• SELECTED TEXT

· · · · ·

With this we may discuss Lords amendment No. 2 with Government motion to disagree, Lords amendment No. 3 with Government motion to disagree, Lords amendment No. 4 with Government motion to disagree, Lords amendment No. 5 with Government motion to disagree, Lords amendment No. 6 with Government motion to disagree and Lords amendment No. 7 with Government motion to disagree.
I am sure that the House authorities are entirely in order in putting the provisions together in this way, but it makes it sound as if there was a good deal of disagreement with the other place. I want to put on record the fact that I commend the other place for the way in which it has scrutinised and ultimately dispatched the Bill—and with a good deal of agreement.
There is but one real issue on which we disagree in this set of amendments and it is about passenger transport executives and their ability to have co-signatory status. The existence of seven Lords amendments and seven disagreements with them does not mean that there was untold disruption or disagreement with our noble Friends in the other place.
I have said before and it has been explained clearly in the other place that the Government cannot accept these amendments. As the noble Lord Davies of Oldham said earlier today, they raise a matter of principle about which the Government are clear. There is a new role for the PTEs and it is required because the current system was built for a different time and does not fit in with the new framework set out in the White Paper.
Throughout our deliberations, all sides have made it clear that the context for the debate is the rail White Paper, not all of which has necessarily been picked up in the Bill. Central to the new structure set out in that document is the role of the Secretary of State in setting the strategic direction and the amount of national funding that will be invested in the railways. The system that the PTEs are seeking to retain is totally inconsistent with that principle and more reminiscent of another time.

· · · · ·

• INFORMATION PROVIDED

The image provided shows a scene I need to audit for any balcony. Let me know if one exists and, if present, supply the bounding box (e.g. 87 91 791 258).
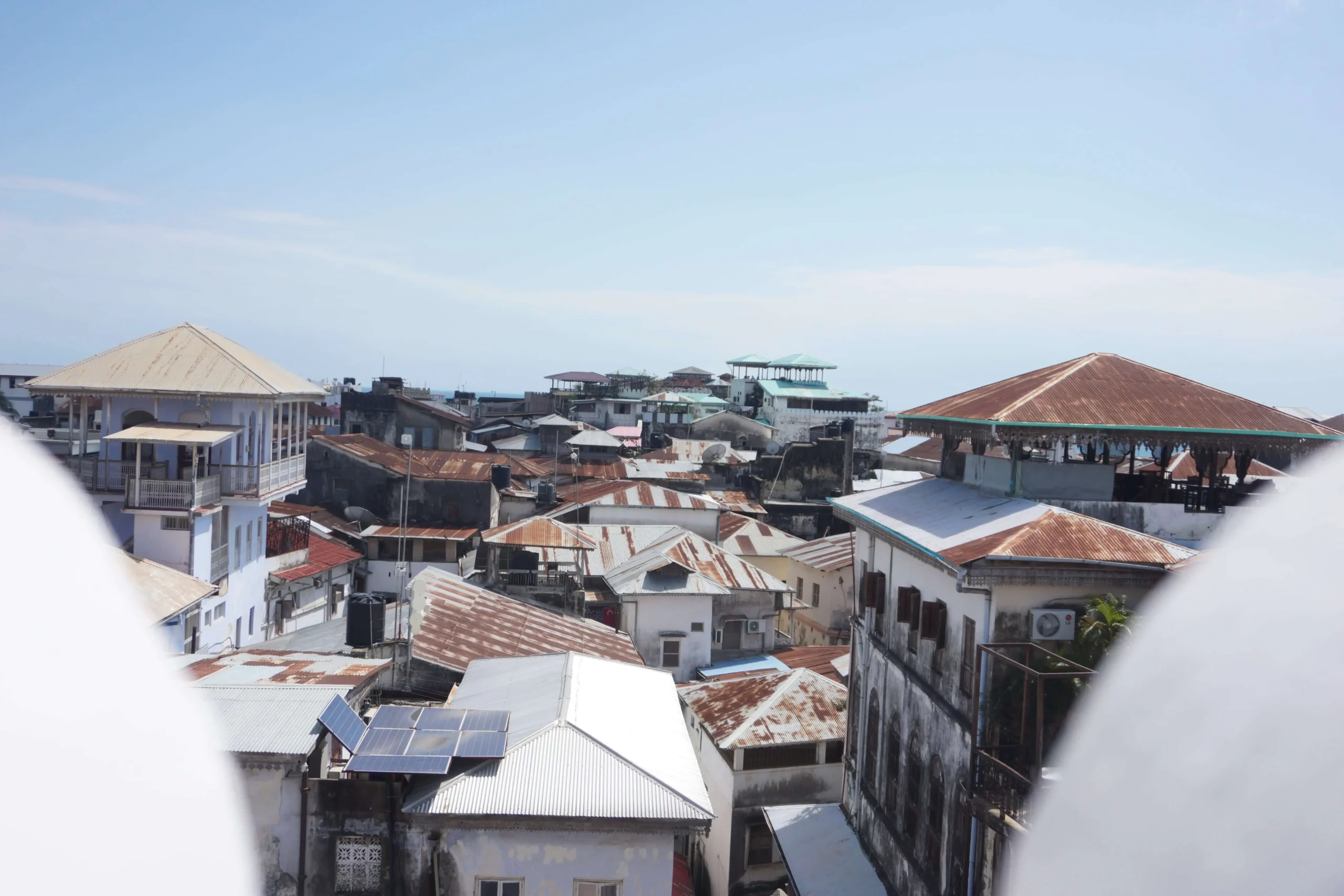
127 476 219 511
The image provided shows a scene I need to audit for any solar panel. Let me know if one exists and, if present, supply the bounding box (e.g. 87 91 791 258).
355 728 414 756
415 707 469 731
345 756 453 775
453 731 508 759
406 731 460 756
463 709 508 731
368 707 421 728
317 694 364 752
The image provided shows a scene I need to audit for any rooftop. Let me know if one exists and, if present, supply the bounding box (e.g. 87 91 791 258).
900 353 1340 439
831 480 1196 567
411 568 644 672
405 653 713 826
677 669 848 750
26 324 326 399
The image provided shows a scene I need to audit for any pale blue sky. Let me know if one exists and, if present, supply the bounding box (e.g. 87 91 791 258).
0 0 1344 414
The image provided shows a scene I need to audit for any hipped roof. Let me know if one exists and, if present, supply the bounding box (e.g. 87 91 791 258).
24 324 327 398
900 353 1340 439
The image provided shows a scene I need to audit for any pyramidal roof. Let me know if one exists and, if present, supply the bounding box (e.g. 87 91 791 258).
24 324 326 398
900 352 1339 438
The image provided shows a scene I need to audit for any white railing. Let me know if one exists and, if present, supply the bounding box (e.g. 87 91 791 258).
127 476 219 511
209 541 228 582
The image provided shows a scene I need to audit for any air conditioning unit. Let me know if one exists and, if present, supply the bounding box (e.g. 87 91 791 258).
1031 610 1078 641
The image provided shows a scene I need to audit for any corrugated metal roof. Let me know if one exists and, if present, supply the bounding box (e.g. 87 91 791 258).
677 669 848 750
704 490 768 516
184 648 391 689
900 353 1337 437
360 526 477 541
765 803 887 896
196 684 350 756
313 433 542 482
831 480 1196 564
117 551 219 622
782 532 854 572
719 513 805 557
771 644 849 681
271 532 364 582
481 516 597 551
411 568 644 672
406 653 713 821
24 324 327 399
550 480 722 516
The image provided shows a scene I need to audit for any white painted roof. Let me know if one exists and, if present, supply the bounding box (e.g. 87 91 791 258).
406 653 713 821
832 480 1052 553
26 324 327 398
765 803 887 896
195 684 350 756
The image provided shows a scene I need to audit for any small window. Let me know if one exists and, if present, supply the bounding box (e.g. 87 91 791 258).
747 824 774 865
574 880 621 896
336 837 383 893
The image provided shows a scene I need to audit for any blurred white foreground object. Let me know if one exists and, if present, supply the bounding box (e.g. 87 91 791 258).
1008 450 1344 896
0 420 261 896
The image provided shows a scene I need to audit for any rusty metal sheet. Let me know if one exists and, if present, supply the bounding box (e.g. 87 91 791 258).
411 572 644 672
900 353 1335 435
677 669 848 750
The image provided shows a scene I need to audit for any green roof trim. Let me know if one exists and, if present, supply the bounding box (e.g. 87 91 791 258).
897 414 1344 442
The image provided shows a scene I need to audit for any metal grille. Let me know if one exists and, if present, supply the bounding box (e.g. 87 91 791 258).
336 837 383 893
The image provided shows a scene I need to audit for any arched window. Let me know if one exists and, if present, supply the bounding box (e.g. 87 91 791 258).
863 689 881 790
902 733 923 844
883 712 900 813
923 756 943 874
845 670 863 761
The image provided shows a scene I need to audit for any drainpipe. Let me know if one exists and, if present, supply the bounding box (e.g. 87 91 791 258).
295 764 308 896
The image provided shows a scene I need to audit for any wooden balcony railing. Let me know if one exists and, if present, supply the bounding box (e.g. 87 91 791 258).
127 476 219 511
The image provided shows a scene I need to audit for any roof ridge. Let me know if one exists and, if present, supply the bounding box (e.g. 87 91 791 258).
182 321 282 395
723 669 806 743
563 720 713 815
999 352 1102 419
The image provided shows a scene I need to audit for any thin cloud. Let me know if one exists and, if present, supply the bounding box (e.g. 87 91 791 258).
0 175 134 203
225 208 336 227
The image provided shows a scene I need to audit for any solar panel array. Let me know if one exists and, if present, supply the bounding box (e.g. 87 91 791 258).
330 697 509 775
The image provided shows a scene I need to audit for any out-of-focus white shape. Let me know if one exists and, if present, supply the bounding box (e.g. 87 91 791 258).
1008 451 1344 896
0 420 261 896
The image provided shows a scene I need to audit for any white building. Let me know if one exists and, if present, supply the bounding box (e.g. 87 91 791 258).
27 324 322 650
677 669 848 896
403 653 713 896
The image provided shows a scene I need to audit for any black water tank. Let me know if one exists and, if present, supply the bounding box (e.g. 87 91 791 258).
345 594 387 648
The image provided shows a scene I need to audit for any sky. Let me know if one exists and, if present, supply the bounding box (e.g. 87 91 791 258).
0 0 1344 415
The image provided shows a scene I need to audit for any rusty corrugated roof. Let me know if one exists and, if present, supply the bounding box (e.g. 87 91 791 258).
552 480 722 513
941 508 1196 567
24 324 327 399
781 532 854 572
411 568 644 672
677 669 848 750
313 433 542 482
481 516 597 551
719 513 805 557
185 648 391 688
900 353 1339 438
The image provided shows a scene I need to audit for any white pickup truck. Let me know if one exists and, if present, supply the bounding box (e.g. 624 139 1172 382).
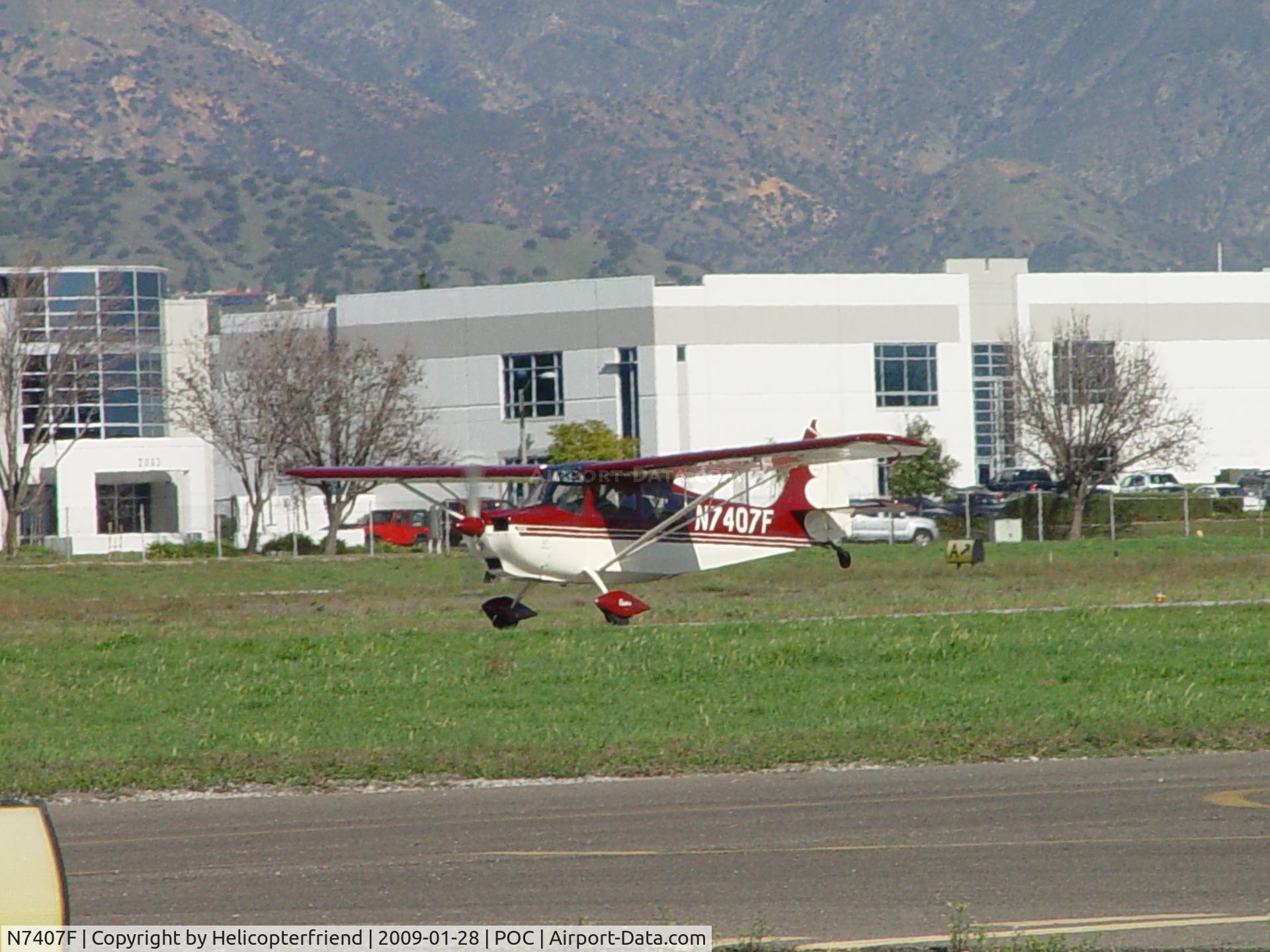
847 513 940 546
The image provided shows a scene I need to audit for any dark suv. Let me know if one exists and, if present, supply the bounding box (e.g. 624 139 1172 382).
984 469 1056 493
1240 469 1270 499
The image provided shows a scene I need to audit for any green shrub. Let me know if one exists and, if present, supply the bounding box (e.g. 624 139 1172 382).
261 532 321 555
146 542 237 561
261 532 348 555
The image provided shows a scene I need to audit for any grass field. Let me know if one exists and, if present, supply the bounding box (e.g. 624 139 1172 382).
0 537 1270 793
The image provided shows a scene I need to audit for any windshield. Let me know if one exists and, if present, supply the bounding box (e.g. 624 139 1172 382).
530 483 587 513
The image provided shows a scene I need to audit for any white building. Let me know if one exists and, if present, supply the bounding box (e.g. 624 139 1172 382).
335 259 1270 505
0 265 214 555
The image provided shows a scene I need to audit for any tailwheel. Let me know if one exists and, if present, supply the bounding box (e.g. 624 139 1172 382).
480 595 538 628
595 590 648 625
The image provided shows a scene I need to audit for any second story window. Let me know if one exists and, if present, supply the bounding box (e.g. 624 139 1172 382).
1053 340 1115 406
874 344 940 406
503 350 564 420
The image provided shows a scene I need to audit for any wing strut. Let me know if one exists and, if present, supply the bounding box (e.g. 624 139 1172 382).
588 469 776 575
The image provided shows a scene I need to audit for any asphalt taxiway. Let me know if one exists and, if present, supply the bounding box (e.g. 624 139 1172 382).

· · · · ·

Please reproduce the stretch of the rail debate above from "I am sure that" through "in the other place.", word for word.

• SOLUTION TO THE EXERCISE
I am sure that the House authorities are entirely in order in putting the provisions together in this way, but it makes it sound as if there was a good deal of disagreement with the other place. I want to put on record the fact that I commend the other place for the way in which it has scrutinised and ultimately dispatched the Bill—and with a good deal of agreement.
There is but one real issue on which we disagree in this set of amendments and it is about passenger transport executives and their ability to have co-signatory status. The existence of seven Lords amendments and seven disagreements with them does not mean that there was untold disruption or disagreement with our noble Friends in the other place.